──────── Article ────────

A great way to track these objectives is called the Skill-Improvement New Skills (SINS) chart (see Figure 1.2). SINS tracks assigned tasks for six weeks, until the salesperson feels that the assigned tasks are routine or a part of expected behavior. Then something else can be tracked with SINS. It's not like a negative productivity plan for a poor performer (most people on personnel-improvement programs, or PIPs, will be gone in a month); SINS is a cool thing. It could involve reading a book, taking a class, trying to develop a strong prospecting e-mail, learning how to leave an effective phone message, or actually trying to get to a certain C-level contact.
M2O/t in the chart means Mutually Agreed Measurable Objective over Time. The objective you want the salesperson to fulfill. Go read ProActive Sales Management if you want a detailed explanation of measurable objectives.

──────── Rows ────────

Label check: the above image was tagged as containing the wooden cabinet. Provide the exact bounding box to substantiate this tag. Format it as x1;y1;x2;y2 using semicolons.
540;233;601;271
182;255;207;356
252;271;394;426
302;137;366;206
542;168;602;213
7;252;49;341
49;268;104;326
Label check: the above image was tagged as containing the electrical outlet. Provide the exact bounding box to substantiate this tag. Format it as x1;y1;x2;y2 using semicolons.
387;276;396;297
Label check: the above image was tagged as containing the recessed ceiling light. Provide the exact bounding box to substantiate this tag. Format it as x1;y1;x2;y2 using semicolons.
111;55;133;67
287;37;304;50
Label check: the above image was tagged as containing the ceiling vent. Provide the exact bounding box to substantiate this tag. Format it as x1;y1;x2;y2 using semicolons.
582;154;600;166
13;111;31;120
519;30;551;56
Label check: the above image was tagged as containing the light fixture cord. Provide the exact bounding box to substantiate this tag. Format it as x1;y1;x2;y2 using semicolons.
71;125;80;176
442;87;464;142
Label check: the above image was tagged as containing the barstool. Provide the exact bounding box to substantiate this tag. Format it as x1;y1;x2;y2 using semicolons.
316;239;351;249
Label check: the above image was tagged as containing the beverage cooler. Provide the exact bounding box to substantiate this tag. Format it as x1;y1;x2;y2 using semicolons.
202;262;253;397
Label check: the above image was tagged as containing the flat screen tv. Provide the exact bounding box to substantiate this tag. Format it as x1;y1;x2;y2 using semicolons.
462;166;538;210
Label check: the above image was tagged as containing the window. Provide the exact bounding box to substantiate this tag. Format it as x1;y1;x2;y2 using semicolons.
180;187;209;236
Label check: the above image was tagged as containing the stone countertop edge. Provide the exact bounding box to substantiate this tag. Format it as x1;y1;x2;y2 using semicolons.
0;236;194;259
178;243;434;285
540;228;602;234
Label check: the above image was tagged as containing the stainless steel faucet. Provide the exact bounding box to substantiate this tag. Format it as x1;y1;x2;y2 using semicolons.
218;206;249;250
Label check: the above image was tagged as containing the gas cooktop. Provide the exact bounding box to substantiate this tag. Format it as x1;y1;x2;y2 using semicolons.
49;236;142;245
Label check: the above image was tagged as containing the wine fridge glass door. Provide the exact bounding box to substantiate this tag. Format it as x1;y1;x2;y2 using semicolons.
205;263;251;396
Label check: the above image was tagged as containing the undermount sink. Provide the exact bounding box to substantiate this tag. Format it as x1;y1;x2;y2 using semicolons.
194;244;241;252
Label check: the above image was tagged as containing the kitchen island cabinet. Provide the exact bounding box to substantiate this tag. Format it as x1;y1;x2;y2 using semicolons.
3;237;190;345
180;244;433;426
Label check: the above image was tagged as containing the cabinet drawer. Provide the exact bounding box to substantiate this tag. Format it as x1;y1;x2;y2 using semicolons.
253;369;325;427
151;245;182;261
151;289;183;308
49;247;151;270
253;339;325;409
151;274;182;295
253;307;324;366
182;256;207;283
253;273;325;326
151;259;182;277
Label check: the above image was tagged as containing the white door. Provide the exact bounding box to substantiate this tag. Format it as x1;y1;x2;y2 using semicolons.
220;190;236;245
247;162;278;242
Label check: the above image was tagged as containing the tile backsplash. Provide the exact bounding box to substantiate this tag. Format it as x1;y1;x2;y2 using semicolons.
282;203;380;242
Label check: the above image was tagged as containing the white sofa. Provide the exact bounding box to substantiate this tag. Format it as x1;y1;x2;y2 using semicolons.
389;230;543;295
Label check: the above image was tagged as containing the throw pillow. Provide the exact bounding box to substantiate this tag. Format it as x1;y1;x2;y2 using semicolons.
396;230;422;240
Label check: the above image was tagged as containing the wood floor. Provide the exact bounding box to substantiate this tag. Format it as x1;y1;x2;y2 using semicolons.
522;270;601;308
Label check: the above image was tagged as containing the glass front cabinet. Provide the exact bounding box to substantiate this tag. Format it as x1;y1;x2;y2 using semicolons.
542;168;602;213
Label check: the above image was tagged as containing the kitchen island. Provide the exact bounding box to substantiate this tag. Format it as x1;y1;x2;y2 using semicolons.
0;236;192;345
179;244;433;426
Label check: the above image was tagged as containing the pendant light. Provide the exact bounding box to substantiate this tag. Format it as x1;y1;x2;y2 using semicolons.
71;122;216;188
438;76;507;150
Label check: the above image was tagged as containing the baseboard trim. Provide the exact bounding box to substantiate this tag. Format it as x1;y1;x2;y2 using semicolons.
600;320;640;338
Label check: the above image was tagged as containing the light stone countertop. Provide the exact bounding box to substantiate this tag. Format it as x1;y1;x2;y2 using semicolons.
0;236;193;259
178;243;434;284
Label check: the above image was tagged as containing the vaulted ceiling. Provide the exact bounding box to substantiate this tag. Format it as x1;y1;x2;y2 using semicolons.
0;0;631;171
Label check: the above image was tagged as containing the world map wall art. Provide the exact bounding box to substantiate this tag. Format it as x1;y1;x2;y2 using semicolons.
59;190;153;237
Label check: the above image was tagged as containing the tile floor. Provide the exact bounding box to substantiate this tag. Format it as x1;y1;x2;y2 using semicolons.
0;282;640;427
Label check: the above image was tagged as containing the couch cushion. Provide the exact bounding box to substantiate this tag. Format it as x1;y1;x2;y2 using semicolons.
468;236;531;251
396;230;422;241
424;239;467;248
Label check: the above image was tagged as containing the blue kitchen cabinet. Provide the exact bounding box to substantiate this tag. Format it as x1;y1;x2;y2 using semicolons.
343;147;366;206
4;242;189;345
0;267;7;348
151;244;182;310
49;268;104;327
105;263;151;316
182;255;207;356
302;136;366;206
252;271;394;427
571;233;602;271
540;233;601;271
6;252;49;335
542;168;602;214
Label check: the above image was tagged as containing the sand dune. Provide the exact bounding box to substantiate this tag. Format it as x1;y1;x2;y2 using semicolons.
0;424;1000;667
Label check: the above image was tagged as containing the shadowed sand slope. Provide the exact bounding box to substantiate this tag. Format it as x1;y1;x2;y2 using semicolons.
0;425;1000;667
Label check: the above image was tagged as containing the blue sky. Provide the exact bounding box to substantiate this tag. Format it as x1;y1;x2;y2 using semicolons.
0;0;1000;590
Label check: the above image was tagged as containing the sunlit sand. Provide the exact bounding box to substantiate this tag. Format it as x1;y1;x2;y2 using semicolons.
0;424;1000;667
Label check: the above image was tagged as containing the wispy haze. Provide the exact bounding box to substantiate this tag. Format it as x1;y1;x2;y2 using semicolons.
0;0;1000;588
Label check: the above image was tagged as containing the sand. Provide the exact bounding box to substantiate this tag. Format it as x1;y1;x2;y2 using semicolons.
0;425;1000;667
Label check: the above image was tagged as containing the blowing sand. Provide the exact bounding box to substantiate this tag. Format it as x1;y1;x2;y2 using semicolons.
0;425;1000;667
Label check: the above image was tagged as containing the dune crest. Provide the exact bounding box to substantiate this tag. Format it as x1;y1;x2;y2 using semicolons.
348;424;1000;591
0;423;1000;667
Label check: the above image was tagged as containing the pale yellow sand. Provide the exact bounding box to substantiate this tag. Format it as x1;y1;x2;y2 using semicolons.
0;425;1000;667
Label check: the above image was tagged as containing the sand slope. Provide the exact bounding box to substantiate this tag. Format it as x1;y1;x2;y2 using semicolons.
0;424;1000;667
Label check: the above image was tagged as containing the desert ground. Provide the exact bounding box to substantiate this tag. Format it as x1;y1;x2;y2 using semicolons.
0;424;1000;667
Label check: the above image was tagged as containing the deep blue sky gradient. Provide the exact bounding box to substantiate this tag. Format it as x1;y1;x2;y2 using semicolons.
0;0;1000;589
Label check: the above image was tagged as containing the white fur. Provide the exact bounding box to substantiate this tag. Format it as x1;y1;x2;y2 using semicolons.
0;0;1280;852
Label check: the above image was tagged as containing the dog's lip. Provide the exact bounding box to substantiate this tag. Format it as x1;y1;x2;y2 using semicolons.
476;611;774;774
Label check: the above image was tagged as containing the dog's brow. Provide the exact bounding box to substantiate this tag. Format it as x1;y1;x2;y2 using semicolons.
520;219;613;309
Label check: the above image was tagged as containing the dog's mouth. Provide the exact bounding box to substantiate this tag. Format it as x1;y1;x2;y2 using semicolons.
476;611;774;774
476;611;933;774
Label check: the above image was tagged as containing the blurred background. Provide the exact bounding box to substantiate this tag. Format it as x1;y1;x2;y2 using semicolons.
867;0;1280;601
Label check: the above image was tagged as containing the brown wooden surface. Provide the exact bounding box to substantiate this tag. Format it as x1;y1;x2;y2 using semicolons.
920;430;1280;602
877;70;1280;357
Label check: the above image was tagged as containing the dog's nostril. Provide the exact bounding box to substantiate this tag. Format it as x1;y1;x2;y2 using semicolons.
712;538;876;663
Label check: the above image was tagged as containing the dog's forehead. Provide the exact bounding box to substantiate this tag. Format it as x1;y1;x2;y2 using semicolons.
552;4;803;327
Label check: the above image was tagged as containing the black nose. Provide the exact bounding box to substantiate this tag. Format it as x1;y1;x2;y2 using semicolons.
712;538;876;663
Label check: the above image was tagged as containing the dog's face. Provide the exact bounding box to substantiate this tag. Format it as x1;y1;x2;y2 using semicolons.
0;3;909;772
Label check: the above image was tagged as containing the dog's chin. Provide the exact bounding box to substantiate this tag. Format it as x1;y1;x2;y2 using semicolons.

────────

◆ Required actions ◆
1 - Answer these questions about the SINS chart passage:
(a) For how long does SINS track assigned tasks?
(b) What does the abbreviation PIP stand for?
(c) Which book does the passage recommend for a detailed explanation of measurable objectives?
2 - Carry on the SINS chart passage from its final sentence.

◆ Expected answers ◆
1 -
(a) Six weeks, until the salesperson feels the assigned tasks are routine or part of expected behavior.
(b) Personnel-improvement program.
(c) ProActive Sales Management.

2 -
You use the SINS chart to make a salesperson a better prospecting machine as part of your culture, rather than being treated as an exception.
4. Speak It
Every day! The more you talk about cold-calling, the success of getting new-name accounts, and/or additional new business at current accounts, the more attention the sales team will give it. Walk the talk. Get your butt out of the chair and go on some prospecting calls. Not customer visits, but cold calls. Go by yourself, don't just tag along with your reps. Go to a trade show and really work the booth. Keep prospecting front of mind. Make time for it. Use your contacts.
5. Enlist It
Get other departments and people to help.
Getting leads—especially good warm leads—is not easy. It takes a whole bunch of effort to find a prospect who is willing to talk to you, has a problem, has money to fund this new effort, and is willing to make a change. The more other co-workers or friends can help, the better, and rewarding leads is not a bad idea—but remember, the recognition is better than the reward itself.
Here are some things you can do.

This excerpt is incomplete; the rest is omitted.